> **Directions**:
(A) In the Dolphins–Falcons game recap, who caught Ryan Tannehill's 1-yard touchdown pass?
(B) Extend the Dolphins–Falcons game recap, picking up after its final sentence.

> **Reading text**:
══════════
Dolphins Overcome Falcons 27-23: Julio Jones Is an Alien
For much of the game yesterday, the Falcons bruised, battered and manhandled the Dolphins along the line of scrimmage, and there was the sense that this Dolphins game would end like so many others we've witnessed in the last decade or so: with a loud, wet fart heard for miles around as fans exited the stadium to yet another heart-breaking loss. But then Ryan Tannehill came on the field, tore off his uniform, and revealed that he, in fact, had extremely large and metallic balls.
After a missed Matt Bryant field goal that would have put the Falcons ahead by 6, Ryan Tannehill took the Dolphins down the field on a 13-play 75-yard drive that brought the Fins to the 1 yard line. At this point, Tannehill simply unsheathed his very large, gleaming white man lance and promptly stuck it into the Falcons with aggressive - yet sensitive - touch via a 1 yard touchdown pass to rookie TE Dion Sims. The Falcons graciously smiled, covered themselves up, sipped their Manhattan that had been sitting on the nightstand, and asked Tannehill for a cigarette. It was fucking beautiful, sexy and magnificent all at the same time. The kid lost his Statement Game Virginity for us and the entire NFL was there to see it. Miami was glowing.
══════════
> **Data shown**:
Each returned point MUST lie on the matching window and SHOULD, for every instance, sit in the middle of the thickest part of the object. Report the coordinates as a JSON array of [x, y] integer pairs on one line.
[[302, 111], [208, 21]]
══════════
> **Task-by-task outputs**:
(A) Rookie tight end Dion Sims.

(B)
Mind you, this was a game the Dolphins had NO BUSINESS winning as they were consistently beat across the line of scrimmage with a sock full of batteries. The time of possession was so lop-sided the Falcons had the ball for an additional quarter of play compared to the Dolphins. The Dolphins allowed five sacks of VANILLA BALLS TANNEHILL compared to our awesomely-nonexistent pressure on big boy Matt Ryan. Furthermore, the Dolphins play-calling was pretty looney as the Fins looked at all their run plays and said 'meh, fuuuuuggg it' despite having some good early success running the ball. Clearly, it became apparent to the Miami coaches that they better make some explosive plays in the air if they wanted to catch up to the Falcons considering Atlanta's novel game plan of sitting on the ball and crossing their arms with a smug face all game long.